> **実施事項**:
課題文の全文を、一字も変えずに抽出してください。

> **課題文**:

ヤクザの一分
こう言うとお叱りを受けるかも知れないが、ヤクザは世の中にとって必要な存在だと私は思っています。ヤクザが社会的責務を自覚して行動してさえしていれば、周囲のカタギの人と共存できる筈です。
以前、銀座のバーのママから、こんな話を聞きました。
彼女が若い頃勤めていたクラブでは、客のツケはホステス持ちになっていた。客の支払いが滞納するとホステスの給料から差し引かれるというシステムだった。高級店になるとツケが月100万円という客もいて、彼女の客で1000万円ツケが溜まったケースがあった。
何度も催促したが埒が明かず、結局地元のヤクザに500万円で債権譲渡した。ヤクザが取り立てに行ったら即刻1000万円支払ってくれたそうだ。
彼女は債権の半額500万円を回収でき、ヤクザは手数料として500万円懐に入れて、双方メデタシメデタシになった。

> **与えられた情報**:
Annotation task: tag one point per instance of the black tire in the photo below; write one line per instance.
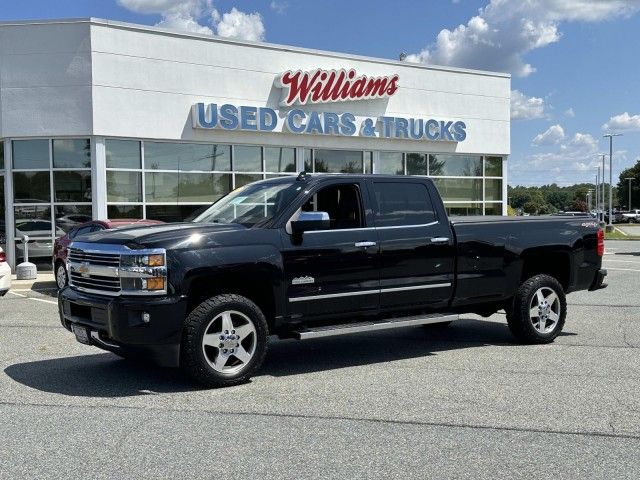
(196, 359)
(62, 278)
(519, 319)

> **解答は以下**:
ヤクザの一分
こう言うとお叱りを受けるかも知れないが、ヤクザは世の中にとって必要な存在だと私は思っています。ヤクザが社会的責務を自覚して行動してさえしていれば、周囲のカタギの人と共存できる筈です。
以前、銀座のバーのママから、こんな話を聞きました。
彼女が若い頃勤めていたクラブでは、客のツケはホステス持ちになっていた。客の支払いが滞納するとホステスの給料から差し引かれるというシステムだった。高級店になるとツケが月100万円という客もいて、彼女の客で1000万円ツケが溜まったケースがあった。
何度も催促したが埒が明かず、結局地元のヤクザに500万円で債権譲渡した。ヤクザが取り立てに行ったら即刻1000万円支払ってくれたそうだ。
彼女は債権の半額500万円を回収でき、ヤクザは手数料として500万円懐に入れて、双方メデタシメデタシになった。